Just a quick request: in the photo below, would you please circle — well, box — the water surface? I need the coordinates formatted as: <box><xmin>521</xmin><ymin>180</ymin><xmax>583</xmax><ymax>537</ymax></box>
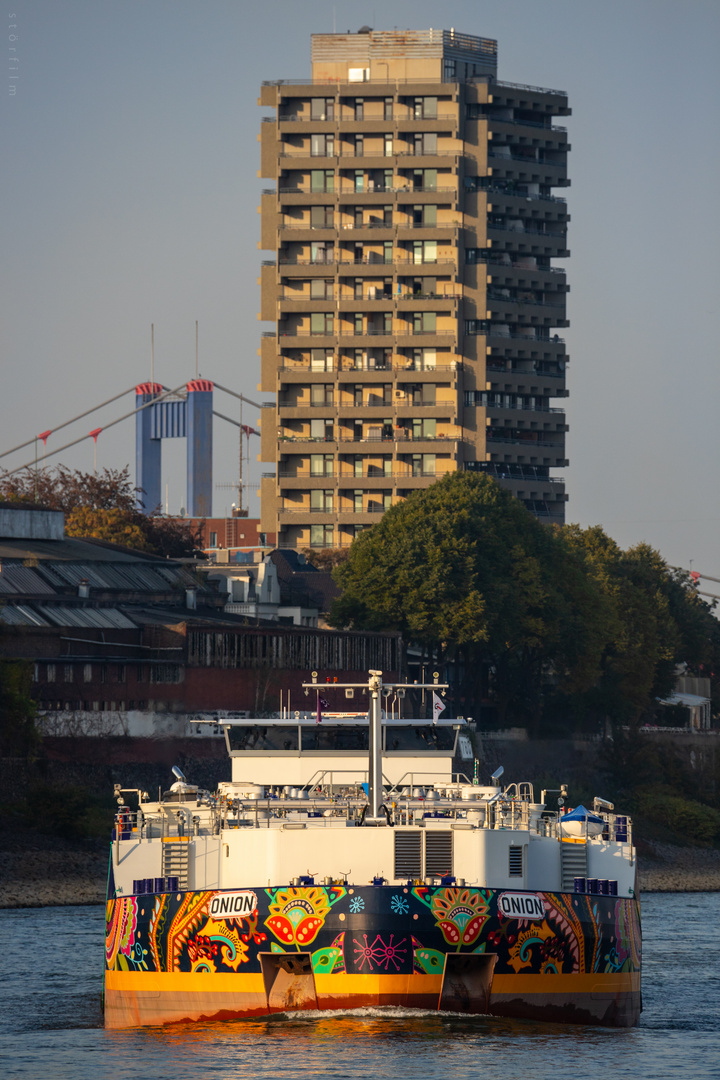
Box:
<box><xmin>2</xmin><ymin>893</ymin><xmax>718</xmax><ymax>1079</ymax></box>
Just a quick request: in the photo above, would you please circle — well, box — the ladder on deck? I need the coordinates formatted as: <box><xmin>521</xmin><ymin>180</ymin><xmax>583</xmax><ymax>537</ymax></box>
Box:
<box><xmin>162</xmin><ymin>841</ymin><xmax>190</xmax><ymax>890</ymax></box>
<box><xmin>560</xmin><ymin>841</ymin><xmax>588</xmax><ymax>891</ymax></box>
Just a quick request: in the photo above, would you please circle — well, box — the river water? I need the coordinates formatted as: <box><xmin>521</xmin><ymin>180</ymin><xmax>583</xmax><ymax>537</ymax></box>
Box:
<box><xmin>1</xmin><ymin>893</ymin><xmax>718</xmax><ymax>1080</ymax></box>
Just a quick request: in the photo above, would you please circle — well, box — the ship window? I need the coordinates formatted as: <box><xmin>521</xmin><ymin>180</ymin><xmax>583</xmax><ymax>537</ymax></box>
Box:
<box><xmin>384</xmin><ymin>726</ymin><xmax>456</xmax><ymax>752</ymax></box>
<box><xmin>394</xmin><ymin>831</ymin><xmax>422</xmax><ymax>879</ymax></box>
<box><xmin>425</xmin><ymin>831</ymin><xmax>453</xmax><ymax>877</ymax></box>
<box><xmin>509</xmin><ymin>846</ymin><xmax>523</xmax><ymax>876</ymax></box>
<box><xmin>227</xmin><ymin>725</ymin><xmax>299</xmax><ymax>751</ymax></box>
<box><xmin>300</xmin><ymin>725</ymin><xmax>369</xmax><ymax>751</ymax></box>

_Goal of the exercise_
Leaving the pictures out, transcribe the entries above exactly as written.

_Task solution_
Just a quick request: in the photo below, would you please circle — well, box — the water surface? I need the coordinates formatted as: <box><xmin>521</xmin><ymin>180</ymin><xmax>583</xmax><ymax>537</ymax></box>
Box:
<box><xmin>2</xmin><ymin>893</ymin><xmax>718</xmax><ymax>1079</ymax></box>
Just a quick request: in the photo above, would you please circle — well, box — the ladder on deck? I need the coordinates formatted as: <box><xmin>521</xmin><ymin>180</ymin><xmax>583</xmax><ymax>537</ymax></box>
Box:
<box><xmin>162</xmin><ymin>841</ymin><xmax>190</xmax><ymax>890</ymax></box>
<box><xmin>560</xmin><ymin>841</ymin><xmax>588</xmax><ymax>891</ymax></box>
Just a quick request: in the photo above, would you please circle — well, box — the river water? I need the coordinates formatted as: <box><xmin>521</xmin><ymin>180</ymin><xmax>583</xmax><ymax>537</ymax></box>
Box:
<box><xmin>1</xmin><ymin>893</ymin><xmax>718</xmax><ymax>1080</ymax></box>
Just a quick request: in the photo above, would you please circle — well, box — the ship window? I need the coordinates formatted as: <box><xmin>521</xmin><ymin>180</ymin><xmax>583</xmax><ymax>537</ymax></box>
Box:
<box><xmin>384</xmin><ymin>726</ymin><xmax>456</xmax><ymax>752</ymax></box>
<box><xmin>394</xmin><ymin>831</ymin><xmax>422</xmax><ymax>879</ymax></box>
<box><xmin>425</xmin><ymin>831</ymin><xmax>453</xmax><ymax>877</ymax></box>
<box><xmin>509</xmin><ymin>846</ymin><xmax>523</xmax><ymax>876</ymax></box>
<box><xmin>227</xmin><ymin>725</ymin><xmax>299</xmax><ymax>751</ymax></box>
<box><xmin>300</xmin><ymin>725</ymin><xmax>369</xmax><ymax>751</ymax></box>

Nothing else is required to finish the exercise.